The expected output is the line with "Where can you spot the white fence" followed by every remaining line of the entries, all repeated exactly.

(Point localization data)
┏━━

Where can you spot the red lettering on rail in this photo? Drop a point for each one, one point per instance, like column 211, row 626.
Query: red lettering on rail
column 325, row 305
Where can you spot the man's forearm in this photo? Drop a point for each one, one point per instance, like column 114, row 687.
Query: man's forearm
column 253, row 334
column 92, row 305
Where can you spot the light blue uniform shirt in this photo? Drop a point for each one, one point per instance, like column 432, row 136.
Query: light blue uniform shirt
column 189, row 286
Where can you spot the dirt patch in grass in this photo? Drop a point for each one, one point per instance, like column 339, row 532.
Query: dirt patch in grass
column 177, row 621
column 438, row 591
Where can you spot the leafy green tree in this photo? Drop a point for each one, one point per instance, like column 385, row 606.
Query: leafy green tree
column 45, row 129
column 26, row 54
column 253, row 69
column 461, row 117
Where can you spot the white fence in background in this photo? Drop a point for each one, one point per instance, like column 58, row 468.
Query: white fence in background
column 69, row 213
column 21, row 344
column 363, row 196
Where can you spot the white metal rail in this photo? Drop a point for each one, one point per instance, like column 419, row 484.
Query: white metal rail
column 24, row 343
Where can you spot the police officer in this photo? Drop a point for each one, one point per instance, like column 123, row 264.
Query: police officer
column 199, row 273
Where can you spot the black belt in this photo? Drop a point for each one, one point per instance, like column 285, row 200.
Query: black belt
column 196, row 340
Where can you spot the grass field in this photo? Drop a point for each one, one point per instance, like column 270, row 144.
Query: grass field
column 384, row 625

┗━━

EXERCISE RESPONSE:
Where can you spot the white fence in background in this photo? Drop a point for each one, one point per instance, like column 58, row 468.
Query: white fence in background
column 69, row 213
column 21, row 344
column 363, row 196
Where can you spot the white metal rail in this photo? Drop a point for each one, one point per instance, like column 419, row 484.
Query: white metal rail
column 24, row 343
Where can you spot the police officer in this photo? Drop a point for each one, one point per instance, like column 123, row 264.
Query: police officer
column 199, row 273
Where can you spot the black belt in this photo? Drop a point for each one, one point per instance, like column 285, row 200.
Query: black belt
column 196, row 340
Where can you spot the grass field in this photo? Drop a point for each one, one point per instance, like column 270, row 144.
Query: grass field
column 384, row 625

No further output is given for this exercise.